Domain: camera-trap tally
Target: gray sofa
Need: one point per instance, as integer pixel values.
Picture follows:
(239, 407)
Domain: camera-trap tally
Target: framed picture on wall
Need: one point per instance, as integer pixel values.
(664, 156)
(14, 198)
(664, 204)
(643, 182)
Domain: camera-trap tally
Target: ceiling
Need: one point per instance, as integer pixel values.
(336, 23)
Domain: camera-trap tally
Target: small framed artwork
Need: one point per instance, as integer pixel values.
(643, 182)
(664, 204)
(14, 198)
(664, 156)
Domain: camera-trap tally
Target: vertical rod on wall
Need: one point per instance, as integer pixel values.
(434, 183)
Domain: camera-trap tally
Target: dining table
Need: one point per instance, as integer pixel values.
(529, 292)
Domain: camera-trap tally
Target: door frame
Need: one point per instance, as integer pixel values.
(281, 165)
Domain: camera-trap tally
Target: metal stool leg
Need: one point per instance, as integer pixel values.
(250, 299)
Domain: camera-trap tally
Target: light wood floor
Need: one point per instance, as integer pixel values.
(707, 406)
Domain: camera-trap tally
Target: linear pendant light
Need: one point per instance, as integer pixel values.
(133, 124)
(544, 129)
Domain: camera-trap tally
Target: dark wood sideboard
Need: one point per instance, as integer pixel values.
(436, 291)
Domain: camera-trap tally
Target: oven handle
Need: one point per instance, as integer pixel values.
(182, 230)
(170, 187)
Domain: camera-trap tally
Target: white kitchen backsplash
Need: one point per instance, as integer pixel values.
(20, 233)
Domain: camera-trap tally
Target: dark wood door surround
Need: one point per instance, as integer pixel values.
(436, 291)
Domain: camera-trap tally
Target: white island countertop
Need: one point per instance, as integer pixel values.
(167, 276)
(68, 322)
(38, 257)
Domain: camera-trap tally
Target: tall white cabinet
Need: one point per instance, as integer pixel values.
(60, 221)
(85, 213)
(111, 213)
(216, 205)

--

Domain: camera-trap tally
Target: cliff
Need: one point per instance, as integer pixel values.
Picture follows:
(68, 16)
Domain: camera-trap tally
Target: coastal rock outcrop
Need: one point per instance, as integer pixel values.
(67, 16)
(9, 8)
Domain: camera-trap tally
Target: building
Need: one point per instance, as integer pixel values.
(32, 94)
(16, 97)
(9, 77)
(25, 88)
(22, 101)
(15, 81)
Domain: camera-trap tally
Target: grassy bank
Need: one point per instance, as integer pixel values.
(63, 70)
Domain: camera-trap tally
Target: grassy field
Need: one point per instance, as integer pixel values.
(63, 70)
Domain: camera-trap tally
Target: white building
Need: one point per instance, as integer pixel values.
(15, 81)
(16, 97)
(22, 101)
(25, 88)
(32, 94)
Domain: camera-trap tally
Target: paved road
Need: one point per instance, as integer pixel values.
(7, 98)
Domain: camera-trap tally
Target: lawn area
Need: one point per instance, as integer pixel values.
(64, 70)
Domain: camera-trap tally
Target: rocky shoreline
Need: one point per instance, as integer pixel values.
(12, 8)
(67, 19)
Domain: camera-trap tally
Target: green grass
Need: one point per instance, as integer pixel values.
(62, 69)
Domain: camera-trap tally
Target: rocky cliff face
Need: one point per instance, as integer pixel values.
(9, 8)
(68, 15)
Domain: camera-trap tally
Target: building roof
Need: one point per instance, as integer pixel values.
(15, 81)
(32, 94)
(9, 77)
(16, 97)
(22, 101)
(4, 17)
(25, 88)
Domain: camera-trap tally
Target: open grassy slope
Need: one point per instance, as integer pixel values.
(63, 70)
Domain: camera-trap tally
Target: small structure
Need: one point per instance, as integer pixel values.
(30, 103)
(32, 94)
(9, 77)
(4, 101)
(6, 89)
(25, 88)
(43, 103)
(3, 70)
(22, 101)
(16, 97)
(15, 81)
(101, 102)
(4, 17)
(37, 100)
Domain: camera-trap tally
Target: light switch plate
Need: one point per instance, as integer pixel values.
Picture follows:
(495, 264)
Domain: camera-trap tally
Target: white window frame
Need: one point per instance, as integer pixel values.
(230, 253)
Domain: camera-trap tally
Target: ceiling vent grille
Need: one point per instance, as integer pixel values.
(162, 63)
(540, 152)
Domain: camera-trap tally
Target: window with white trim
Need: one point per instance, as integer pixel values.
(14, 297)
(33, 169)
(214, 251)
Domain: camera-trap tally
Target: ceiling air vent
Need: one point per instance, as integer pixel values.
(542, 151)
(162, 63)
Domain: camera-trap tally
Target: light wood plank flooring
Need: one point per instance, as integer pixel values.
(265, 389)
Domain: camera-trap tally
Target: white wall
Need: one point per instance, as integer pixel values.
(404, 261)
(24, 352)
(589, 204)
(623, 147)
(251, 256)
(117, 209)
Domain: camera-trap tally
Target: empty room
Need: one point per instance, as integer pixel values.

[TASK STATEMENT]
For the listing above, work out how many lines contain the string "door" and return only that figure.

[EXERCISE ANSWER]
2